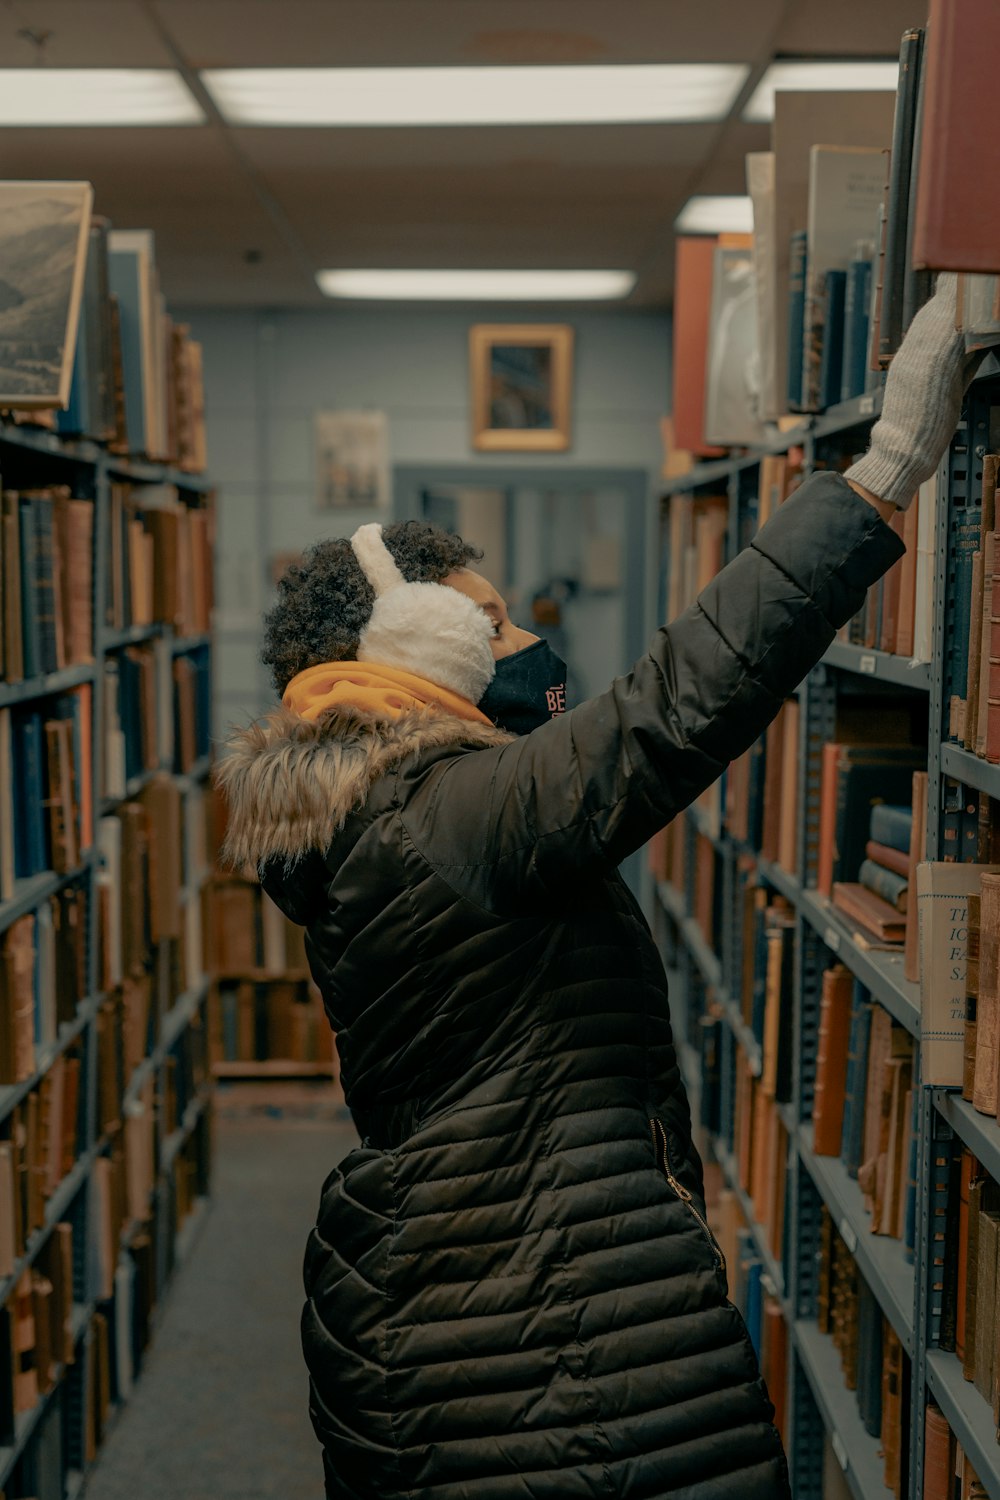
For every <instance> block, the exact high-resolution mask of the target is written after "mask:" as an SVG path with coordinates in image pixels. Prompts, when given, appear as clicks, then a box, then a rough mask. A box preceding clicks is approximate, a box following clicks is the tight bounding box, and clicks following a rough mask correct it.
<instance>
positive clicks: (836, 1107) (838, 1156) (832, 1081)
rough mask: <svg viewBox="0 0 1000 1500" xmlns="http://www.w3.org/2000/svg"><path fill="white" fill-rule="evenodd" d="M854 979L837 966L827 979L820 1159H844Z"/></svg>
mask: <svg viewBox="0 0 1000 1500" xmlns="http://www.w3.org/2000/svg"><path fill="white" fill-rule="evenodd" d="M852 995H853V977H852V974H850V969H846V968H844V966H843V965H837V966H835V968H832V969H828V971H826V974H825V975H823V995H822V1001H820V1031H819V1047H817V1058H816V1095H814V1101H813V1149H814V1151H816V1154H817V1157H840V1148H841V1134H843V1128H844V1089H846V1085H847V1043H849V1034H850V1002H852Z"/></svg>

=-=-=-=-=

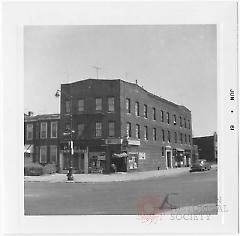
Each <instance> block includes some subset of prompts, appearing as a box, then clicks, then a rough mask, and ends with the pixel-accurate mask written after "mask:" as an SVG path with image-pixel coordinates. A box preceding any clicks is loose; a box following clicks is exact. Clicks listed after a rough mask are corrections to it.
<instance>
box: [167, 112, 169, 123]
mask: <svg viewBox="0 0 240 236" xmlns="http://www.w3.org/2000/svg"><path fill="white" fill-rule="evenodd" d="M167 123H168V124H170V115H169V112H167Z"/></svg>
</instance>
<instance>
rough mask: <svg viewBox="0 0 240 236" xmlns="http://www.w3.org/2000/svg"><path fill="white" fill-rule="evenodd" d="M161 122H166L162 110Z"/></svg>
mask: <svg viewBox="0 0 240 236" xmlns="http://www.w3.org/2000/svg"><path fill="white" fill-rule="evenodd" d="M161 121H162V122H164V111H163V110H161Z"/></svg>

=-=-=-=-=

◆ Problem requirements ◆
Read the lines above. Gather those in which the string "clicks" is found.

◆ Worked solution ◆
For every <instance> block, the exact high-resolution mask of the target is written after "mask:" as an SVG path with coordinates in image pixels. Prompts, when given, appear as clicks, then a box, then a rough mask. A box preceding clicks is approximate, a box following clicks is the tight bounding box, and clicks following a rough mask correct it.
positive clicks: (836, 1107) (838, 1156) (832, 1081)
Each <instance> block includes some subset of prompts, appearing as a box, then clicks, then a rough mask, and ends with the pixel-accurate mask written after "mask:" as an SVG path with image-pixel coordinates. A box preceding any clicks is loose; a box following clicks is exact. Clicks listed after a rough mask are corrections to it.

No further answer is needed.